Photo-based referring expression data
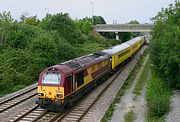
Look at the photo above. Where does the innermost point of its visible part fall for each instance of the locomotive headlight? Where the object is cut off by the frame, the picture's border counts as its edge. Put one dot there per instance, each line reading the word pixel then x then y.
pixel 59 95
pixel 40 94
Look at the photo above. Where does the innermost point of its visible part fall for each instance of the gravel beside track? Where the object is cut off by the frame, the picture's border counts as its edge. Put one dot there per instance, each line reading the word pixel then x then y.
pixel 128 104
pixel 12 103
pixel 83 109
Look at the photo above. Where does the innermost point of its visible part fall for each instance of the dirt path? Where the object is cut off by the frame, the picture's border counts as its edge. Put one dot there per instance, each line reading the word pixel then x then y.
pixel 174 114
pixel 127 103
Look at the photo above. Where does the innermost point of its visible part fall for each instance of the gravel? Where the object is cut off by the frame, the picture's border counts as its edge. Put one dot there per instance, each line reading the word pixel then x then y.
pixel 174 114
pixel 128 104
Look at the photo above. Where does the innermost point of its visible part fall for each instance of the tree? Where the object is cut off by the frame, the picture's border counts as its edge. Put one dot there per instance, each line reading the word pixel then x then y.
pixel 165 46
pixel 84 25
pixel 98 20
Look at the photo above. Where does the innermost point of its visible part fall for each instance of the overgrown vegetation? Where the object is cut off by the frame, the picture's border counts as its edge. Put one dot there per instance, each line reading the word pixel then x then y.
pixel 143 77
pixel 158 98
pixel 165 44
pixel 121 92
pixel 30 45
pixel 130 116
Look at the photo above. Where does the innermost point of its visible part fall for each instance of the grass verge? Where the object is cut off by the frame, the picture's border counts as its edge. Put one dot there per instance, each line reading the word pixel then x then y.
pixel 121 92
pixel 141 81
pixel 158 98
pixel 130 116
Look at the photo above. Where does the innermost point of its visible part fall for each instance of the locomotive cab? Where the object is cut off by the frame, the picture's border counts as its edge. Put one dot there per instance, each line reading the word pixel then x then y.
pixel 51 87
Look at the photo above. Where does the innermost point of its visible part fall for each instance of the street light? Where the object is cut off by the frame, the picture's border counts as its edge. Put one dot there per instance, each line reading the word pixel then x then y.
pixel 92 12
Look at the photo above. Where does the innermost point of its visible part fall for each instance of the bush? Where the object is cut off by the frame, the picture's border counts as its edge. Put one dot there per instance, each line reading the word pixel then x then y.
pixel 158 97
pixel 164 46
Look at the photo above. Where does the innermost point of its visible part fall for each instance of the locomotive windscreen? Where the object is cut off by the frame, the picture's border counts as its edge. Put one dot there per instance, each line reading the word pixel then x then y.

Prompt: The entries are to be restated word for word, and no picture should appear in the copy.

Final answer:
Look at the photo above. Where does the innermost point of its visible part fall for each instance of the locomotive headlight? Where the object is cut off by the frame, the picture's border counts as its edge. Put one dot there per instance, each line reading the word pixel then x then y.
pixel 59 95
pixel 40 94
Look at the photo above. Where does the innermost point of its visible part fall for each instance of the gravel beside track? Where the object is cut off by the frame, the picture's border counts as its edge. Put one dot there per instance, each line reading the word pixel then x then y.
pixel 128 104
pixel 12 103
pixel 83 109
Look at the photo above. Where does the innermost point of its visible part fall for each instance of the dirt path? Where the object is cut off by the frame, the picture's border counts as its edge. Put one dot there per instance, each line reading the word pixel then x then y.
pixel 174 114
pixel 127 103
Look at the photo above. Where does the innermost point of its visible part fall for each instance of the gravel? Where the object is cut off by the frame, the picture's border counts as its edge. Put one dot there per instance, each line reading the word pixel then x then y.
pixel 174 114
pixel 128 104
Look at the photo above. Where does the innermost point of its visible part fall for each instance of the tree? Where the object is cut off by the frame, the picture's border counts as its edge. Put one dot there per instance, each line reading the word pixel then x then y.
pixel 165 46
pixel 84 25
pixel 98 20
Look at the photo above. Where does the innermost point of its visible part fall for each instance of the overgrown vegetation? Where the object is cut off by the frame, the picture's border counts as its edge. Put one dot there per instance, each line reading the word pixel then x then y.
pixel 143 77
pixel 158 98
pixel 165 44
pixel 121 92
pixel 30 45
pixel 130 116
Look at the photo above. Where does the innermost point of its visible part fall for each instance of the grass verge? Where the object is cut off by the frame, the picture's border counts as its edge. Put one dot there per instance, each line reading the word pixel then x then y.
pixel 121 92
pixel 141 81
pixel 158 98
pixel 130 116
Look at the photo above. Where does the innermost point of its visible part fall for each instance of the locomotive cab? Where the object is cut off by the frame, the picture's border counts as its edge. Put one dot there per instance, each line reading the word pixel then x then y.
pixel 51 87
Look at the photo above. Where does the innermost point of its visible part fall for each instance of the street light? Where the object is cut off by the frame, the picture's border counts as its edge. Put one dot there per instance, each line reading the word pixel then x then y.
pixel 92 12
Look at the photo above. Where does the innermost point of its visible part fall for each instance of the bush? Where the object is cut off by the frame, the picture's border counts as its edge. Put one dot there per instance, each line reading the word pixel then x then y.
pixel 158 97
pixel 164 46
Look at the photo above. Where does the innermost point of its visible part fall for each instance of the locomotive windscreen? Where the object is cut off by the frame, the picture's border counts as its edge. Put one dot there per instance, each line reading the word pixel then x then y.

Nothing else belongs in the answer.